--- Start ENTRIES ---

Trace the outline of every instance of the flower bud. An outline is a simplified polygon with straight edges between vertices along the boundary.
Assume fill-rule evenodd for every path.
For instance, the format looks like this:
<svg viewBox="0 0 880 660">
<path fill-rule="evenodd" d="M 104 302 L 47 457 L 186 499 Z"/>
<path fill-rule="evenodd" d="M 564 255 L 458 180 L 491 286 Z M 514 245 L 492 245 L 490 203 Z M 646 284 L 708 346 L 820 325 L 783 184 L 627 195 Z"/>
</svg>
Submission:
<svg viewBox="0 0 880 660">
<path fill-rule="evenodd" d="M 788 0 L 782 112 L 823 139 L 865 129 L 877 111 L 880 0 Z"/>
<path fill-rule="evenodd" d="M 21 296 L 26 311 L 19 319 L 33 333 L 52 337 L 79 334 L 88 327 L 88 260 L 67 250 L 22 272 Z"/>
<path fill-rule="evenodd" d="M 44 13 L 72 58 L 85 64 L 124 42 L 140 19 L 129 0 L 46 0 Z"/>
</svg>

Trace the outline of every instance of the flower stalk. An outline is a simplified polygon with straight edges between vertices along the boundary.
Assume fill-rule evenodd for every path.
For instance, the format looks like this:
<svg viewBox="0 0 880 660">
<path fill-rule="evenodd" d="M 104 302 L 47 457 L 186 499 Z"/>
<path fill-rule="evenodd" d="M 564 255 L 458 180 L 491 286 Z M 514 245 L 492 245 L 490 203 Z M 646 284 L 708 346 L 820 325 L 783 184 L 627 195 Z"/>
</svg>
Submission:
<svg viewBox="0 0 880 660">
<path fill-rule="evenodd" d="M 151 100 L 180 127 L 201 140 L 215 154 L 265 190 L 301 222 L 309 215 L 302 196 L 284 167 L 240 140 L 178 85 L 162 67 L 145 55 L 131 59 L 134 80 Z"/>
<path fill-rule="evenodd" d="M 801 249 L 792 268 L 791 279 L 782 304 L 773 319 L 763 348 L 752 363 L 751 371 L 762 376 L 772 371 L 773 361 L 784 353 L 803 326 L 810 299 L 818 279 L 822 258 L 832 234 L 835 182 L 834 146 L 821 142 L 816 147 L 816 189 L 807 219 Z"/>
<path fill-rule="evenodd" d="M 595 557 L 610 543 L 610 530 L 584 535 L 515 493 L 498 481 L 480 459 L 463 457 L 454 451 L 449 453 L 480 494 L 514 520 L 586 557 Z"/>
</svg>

--- End ENTRIES ---

PROBLEM REQUIREMENTS> Return all the data above once more, precisely as given.

OUTPUT FOR THIS TASK>
Trace the outline of every instance of the flower bud. An outline is a simplified polygon with straight edges between vertices along the boundary.
Assume fill-rule evenodd for every path.
For instance, the format looks like this:
<svg viewBox="0 0 880 660">
<path fill-rule="evenodd" d="M 104 302 L 47 457 L 186 499 Z"/>
<path fill-rule="evenodd" d="M 564 255 L 458 180 L 491 286 Z M 514 245 L 492 245 L 490 203 Z M 646 284 L 708 346 L 820 325 L 783 184 L 627 195 Z"/>
</svg>
Submission:
<svg viewBox="0 0 880 660">
<path fill-rule="evenodd" d="M 788 0 L 782 112 L 823 139 L 865 129 L 877 111 L 880 0 Z"/>
<path fill-rule="evenodd" d="M 21 296 L 26 311 L 19 319 L 33 333 L 52 337 L 79 334 L 88 327 L 88 260 L 67 250 L 22 272 Z"/>
<path fill-rule="evenodd" d="M 44 13 L 72 58 L 85 64 L 124 42 L 140 19 L 129 0 L 46 0 Z"/>
</svg>

Trace the outline of every instance of the flower stalk. An outline is a simplified polygon with straight edges between vertices along the boundary.
Assume fill-rule evenodd for every path.
For instance, the format looks like this:
<svg viewBox="0 0 880 660">
<path fill-rule="evenodd" d="M 104 302 L 47 457 L 186 499 Z"/>
<path fill-rule="evenodd" d="M 564 255 L 458 180 L 491 286 Z M 514 245 L 492 245 L 490 203 Z M 646 284 L 708 346 L 820 325 L 783 184 L 627 195 Z"/>
</svg>
Submission:
<svg viewBox="0 0 880 660">
<path fill-rule="evenodd" d="M 151 100 L 180 127 L 201 140 L 215 154 L 265 190 L 301 222 L 309 215 L 302 196 L 284 167 L 240 140 L 178 85 L 162 67 L 145 55 L 131 59 L 134 80 Z"/>
<path fill-rule="evenodd" d="M 801 249 L 792 268 L 791 279 L 782 304 L 773 319 L 763 348 L 752 363 L 751 371 L 762 376 L 772 371 L 773 361 L 784 353 L 803 326 L 810 299 L 818 279 L 822 258 L 832 234 L 835 182 L 834 146 L 821 142 L 816 147 L 816 189 L 807 219 Z"/>
<path fill-rule="evenodd" d="M 595 557 L 610 543 L 610 530 L 584 535 L 515 493 L 498 481 L 480 459 L 463 457 L 454 451 L 449 453 L 480 494 L 514 520 L 586 557 Z"/>
</svg>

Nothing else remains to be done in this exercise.